→ THE REQUEST: In the items below, copy out unchanged everything from the line containing "task | put one marker on every instance of the child's" down to the line containing "x=218 y=440", with both of those lines included.

→ DATA EXCERPTS:
---

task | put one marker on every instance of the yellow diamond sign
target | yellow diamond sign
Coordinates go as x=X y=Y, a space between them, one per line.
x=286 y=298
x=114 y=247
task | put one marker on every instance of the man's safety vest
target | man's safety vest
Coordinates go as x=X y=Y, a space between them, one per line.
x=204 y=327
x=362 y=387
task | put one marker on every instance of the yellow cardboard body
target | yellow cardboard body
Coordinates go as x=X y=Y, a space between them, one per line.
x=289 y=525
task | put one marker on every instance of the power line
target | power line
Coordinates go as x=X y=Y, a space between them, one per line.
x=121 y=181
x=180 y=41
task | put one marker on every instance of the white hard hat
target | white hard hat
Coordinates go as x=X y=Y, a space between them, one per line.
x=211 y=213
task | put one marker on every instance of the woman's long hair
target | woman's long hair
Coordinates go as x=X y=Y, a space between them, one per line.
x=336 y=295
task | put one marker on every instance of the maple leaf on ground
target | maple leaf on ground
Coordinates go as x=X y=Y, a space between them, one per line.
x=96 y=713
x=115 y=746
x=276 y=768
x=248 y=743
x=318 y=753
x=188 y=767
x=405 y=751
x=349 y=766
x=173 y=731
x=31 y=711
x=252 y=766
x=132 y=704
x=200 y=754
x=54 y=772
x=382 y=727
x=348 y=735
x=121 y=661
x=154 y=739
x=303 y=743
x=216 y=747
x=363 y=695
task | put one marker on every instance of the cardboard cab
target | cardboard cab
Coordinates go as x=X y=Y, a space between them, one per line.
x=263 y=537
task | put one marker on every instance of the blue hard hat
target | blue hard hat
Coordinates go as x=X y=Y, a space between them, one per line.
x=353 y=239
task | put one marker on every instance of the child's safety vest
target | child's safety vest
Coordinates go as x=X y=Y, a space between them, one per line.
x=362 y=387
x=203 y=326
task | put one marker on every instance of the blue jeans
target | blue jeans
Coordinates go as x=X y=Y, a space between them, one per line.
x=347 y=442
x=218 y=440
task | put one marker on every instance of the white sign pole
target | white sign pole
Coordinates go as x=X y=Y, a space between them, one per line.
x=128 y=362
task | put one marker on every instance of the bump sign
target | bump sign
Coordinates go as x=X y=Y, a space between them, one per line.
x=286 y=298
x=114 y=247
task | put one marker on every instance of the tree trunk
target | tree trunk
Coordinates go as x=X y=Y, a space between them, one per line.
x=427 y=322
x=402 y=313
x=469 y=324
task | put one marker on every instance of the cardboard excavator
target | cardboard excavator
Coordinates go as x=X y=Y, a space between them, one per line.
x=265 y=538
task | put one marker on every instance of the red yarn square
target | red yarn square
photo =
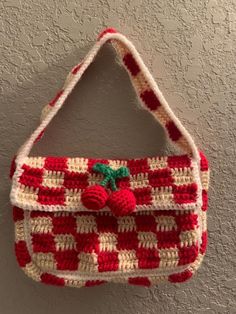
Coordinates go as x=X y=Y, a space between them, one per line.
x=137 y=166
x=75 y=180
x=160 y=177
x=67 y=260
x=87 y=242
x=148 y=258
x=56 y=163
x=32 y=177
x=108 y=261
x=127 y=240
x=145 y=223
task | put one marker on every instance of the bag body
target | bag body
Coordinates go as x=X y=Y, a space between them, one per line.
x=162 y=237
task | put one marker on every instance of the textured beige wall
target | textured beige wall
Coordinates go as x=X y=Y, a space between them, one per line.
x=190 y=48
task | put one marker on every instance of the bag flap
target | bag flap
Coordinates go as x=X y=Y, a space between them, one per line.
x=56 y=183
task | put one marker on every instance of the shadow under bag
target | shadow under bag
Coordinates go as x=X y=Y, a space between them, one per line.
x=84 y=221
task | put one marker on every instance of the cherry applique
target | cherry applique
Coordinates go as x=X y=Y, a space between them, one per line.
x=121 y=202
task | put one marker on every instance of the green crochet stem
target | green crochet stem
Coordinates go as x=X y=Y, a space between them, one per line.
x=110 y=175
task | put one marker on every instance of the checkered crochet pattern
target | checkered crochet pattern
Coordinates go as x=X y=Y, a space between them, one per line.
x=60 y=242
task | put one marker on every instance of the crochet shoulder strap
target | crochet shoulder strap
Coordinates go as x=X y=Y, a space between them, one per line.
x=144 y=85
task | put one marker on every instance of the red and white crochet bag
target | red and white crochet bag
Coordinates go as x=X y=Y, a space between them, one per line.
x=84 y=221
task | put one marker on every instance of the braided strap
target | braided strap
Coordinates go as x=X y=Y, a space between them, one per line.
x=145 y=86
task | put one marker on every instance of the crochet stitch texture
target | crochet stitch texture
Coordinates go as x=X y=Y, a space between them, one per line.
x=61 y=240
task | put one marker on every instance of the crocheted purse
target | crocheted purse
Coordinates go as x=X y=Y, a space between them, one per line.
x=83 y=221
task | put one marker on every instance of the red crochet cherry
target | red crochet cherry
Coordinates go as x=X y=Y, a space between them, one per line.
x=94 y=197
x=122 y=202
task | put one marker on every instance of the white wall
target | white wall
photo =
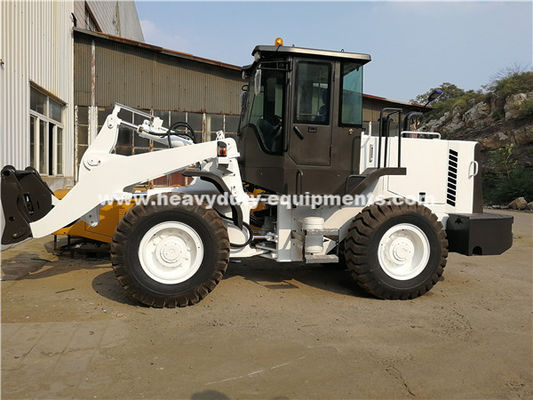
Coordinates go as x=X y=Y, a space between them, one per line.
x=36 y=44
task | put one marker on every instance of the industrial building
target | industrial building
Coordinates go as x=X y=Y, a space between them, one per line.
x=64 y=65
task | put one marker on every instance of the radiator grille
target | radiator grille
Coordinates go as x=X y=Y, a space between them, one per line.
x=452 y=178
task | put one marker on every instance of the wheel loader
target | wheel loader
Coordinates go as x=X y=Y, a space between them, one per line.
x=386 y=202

---

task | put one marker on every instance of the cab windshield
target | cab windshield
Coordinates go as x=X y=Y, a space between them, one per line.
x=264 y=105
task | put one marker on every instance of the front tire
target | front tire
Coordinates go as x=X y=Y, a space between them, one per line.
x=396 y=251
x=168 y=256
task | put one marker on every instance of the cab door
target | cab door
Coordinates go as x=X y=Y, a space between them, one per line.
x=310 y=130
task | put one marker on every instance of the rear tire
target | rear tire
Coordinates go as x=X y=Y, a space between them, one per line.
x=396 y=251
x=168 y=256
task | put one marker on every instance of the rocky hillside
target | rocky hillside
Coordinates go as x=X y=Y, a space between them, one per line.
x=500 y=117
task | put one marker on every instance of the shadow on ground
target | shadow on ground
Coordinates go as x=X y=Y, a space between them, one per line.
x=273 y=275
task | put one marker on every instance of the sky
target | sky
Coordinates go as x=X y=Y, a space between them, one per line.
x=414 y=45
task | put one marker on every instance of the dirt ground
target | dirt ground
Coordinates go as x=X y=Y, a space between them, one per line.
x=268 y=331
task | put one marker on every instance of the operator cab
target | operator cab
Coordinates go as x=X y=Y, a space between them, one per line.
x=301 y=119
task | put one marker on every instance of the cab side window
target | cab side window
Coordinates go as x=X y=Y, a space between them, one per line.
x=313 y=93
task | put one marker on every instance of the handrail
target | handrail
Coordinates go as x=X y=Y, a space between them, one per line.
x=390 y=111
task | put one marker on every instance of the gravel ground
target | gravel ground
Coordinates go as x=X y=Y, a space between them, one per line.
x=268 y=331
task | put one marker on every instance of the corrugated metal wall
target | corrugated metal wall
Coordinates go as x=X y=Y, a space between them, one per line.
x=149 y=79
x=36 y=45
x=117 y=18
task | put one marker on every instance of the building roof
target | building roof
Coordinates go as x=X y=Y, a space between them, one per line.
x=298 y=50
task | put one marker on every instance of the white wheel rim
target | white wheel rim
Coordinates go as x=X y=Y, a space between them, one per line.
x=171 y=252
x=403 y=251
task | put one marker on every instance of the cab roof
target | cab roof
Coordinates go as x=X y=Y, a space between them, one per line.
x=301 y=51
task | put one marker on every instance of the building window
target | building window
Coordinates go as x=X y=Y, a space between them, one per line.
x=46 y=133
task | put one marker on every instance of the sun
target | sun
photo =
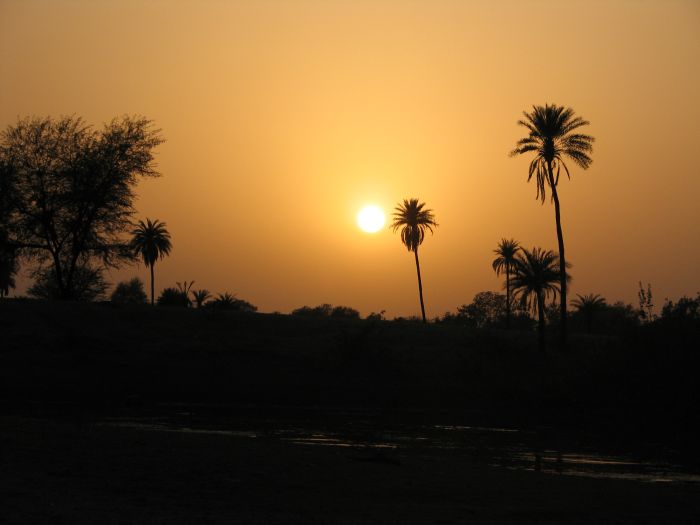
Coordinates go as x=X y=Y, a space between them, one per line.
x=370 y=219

---

→ EXERCISE RESPONSE:
task | put one marker on every instance of the child's safety vest
target | child's safety vest
Coordinates go as x=X y=Y, a space between them, one per line.
x=362 y=387
x=203 y=326
task | put one marker on every instance of the blue jeans
target | blue jeans
Coordinates go as x=X y=Y, a space between them, one per line.
x=347 y=442
x=218 y=440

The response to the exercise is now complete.